**Assigned task:**
Give back all the data exactly as it was written.

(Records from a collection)

'''

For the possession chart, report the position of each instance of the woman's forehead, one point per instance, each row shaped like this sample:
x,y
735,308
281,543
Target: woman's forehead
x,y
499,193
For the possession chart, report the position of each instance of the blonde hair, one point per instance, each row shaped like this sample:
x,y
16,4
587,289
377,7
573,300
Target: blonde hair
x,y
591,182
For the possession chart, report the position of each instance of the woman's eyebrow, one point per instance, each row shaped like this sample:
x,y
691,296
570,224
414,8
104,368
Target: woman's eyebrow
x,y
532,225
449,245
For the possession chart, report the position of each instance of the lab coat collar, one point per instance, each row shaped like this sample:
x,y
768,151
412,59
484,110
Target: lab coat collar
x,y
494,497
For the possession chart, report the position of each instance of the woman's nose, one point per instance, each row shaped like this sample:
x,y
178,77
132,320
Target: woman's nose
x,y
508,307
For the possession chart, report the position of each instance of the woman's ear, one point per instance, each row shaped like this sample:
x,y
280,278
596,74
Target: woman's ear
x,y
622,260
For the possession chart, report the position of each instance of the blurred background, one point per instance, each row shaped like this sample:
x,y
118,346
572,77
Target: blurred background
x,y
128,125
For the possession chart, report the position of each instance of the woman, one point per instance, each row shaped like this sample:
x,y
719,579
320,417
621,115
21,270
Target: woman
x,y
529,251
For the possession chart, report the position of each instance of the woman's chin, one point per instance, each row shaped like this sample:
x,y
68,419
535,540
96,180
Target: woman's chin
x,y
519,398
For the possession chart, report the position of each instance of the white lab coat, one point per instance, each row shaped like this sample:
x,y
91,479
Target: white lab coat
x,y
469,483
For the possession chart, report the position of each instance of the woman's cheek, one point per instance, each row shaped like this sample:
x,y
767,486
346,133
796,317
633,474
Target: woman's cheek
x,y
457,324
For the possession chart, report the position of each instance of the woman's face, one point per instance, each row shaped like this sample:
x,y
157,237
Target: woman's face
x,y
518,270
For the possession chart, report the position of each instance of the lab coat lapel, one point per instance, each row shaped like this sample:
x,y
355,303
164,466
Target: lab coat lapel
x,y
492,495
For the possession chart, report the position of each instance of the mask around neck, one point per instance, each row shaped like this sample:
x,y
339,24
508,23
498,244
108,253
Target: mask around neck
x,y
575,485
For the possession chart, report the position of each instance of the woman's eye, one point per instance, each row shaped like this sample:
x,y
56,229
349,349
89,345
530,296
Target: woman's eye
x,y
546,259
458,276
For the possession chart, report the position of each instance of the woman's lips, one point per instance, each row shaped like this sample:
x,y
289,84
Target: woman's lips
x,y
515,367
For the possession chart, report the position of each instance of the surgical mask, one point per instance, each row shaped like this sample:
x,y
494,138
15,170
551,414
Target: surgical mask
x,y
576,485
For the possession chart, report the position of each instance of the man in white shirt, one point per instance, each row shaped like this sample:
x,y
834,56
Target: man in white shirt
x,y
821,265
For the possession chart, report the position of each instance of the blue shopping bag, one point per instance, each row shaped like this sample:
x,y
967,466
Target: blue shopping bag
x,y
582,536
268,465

'''

**Solved problem:**
For the possession chart, report the position of each instance of the woman's forehead, one point per instance, each row shaped like this sample:
x,y
735,308
281,543
Target: woman's forehead
x,y
499,193
For the possession chart, report the position of each instance of the blonde hair, one point per instance, each row shaped like this sample:
x,y
16,4
587,289
377,7
573,300
Target: blonde hair
x,y
591,182
For the possession chart, report the position of each instance of the woman's eyebrow, one point per instance, each row shaped like this sample:
x,y
691,296
570,224
414,8
104,368
Target: woman's eyebrow
x,y
532,225
449,245
For the possession chart, report the position of each instance of the lab coat collar, one point per instance, each row shaped like this sample:
x,y
768,151
412,59
484,110
Target: lab coat collar
x,y
494,497
For the possession chart, report the position of each instance of the woman's nose, one point per instance, each row shaped like this sample:
x,y
178,77
132,320
Target: woman's nose
x,y
508,307
For the possession chart, report the position of each instance of the woman's ear, one point per instance, each row shaped like this sample:
x,y
280,278
596,74
Target: woman's ear
x,y
622,260
For the possession chart, report the position of each instance of the blurred background, one point per instance, each row shaped like this sample:
x,y
118,346
572,77
Target: blurred background
x,y
128,125
For the possession chart, report the position of each instance of the woman, one point per instance, each row shaped like this sample:
x,y
719,579
320,417
621,115
21,270
Target: woman
x,y
529,251
For the possession chart, report the position of each instance of the woman's chin, one point per instance, each row shaped like this sample:
x,y
68,419
535,540
96,180
Target: woman's chin
x,y
519,398
For the possession chart, report the position of each instance of the white lab coat, one point per instance, each row shaped like this sample:
x,y
91,479
Target: white lab coat
x,y
469,483
For the possession chart, report the position of each instance of the woman's cheek, one point per instance, each row shaped like this sample:
x,y
767,486
346,133
796,317
633,474
Target: woman's cheek
x,y
457,324
For the possession chart, report the position of each instance of the woman's face, one point per instance, each row shaped like this sample:
x,y
157,237
Target: woman's face
x,y
518,270
For the possession chart, report the position of each instance of the lab coat lapel, one point per instance, each row shaped like this sample:
x,y
355,303
164,466
Target: lab coat lapel
x,y
492,495
For the possession chart, report the position of each instance of the mask around neck, one point per instance, each row shaped like this sample:
x,y
339,24
508,23
498,244
108,253
Target: mask around neck
x,y
575,485
For the possession chart, report the position of each instance of the woman's eye, one point per instance, each row shaped like this sample:
x,y
56,229
349,349
89,345
530,296
Target: woman's eye
x,y
546,259
458,276
For the possession chart, report the position of each instance of the woman's lips, one point per instance, each row shaped like this sample:
x,y
289,84
Target: woman's lips
x,y
515,367
For the possession chart, report the position of each instance of the surgical mask, one point per instance, each row shaped like this sample:
x,y
494,138
15,170
551,414
Target: surgical mask
x,y
576,485
For the possession chart, report the position of each instance of the man in white shirt, one point per instance, each row shaped like this sample:
x,y
834,56
Target: man in white shirt
x,y
821,265
For the possession chart, report the position of each instance of the blue shopping bag, one point per instance, each row shaped like this sample:
x,y
967,466
Target: blue shopping bag
x,y
582,536
268,465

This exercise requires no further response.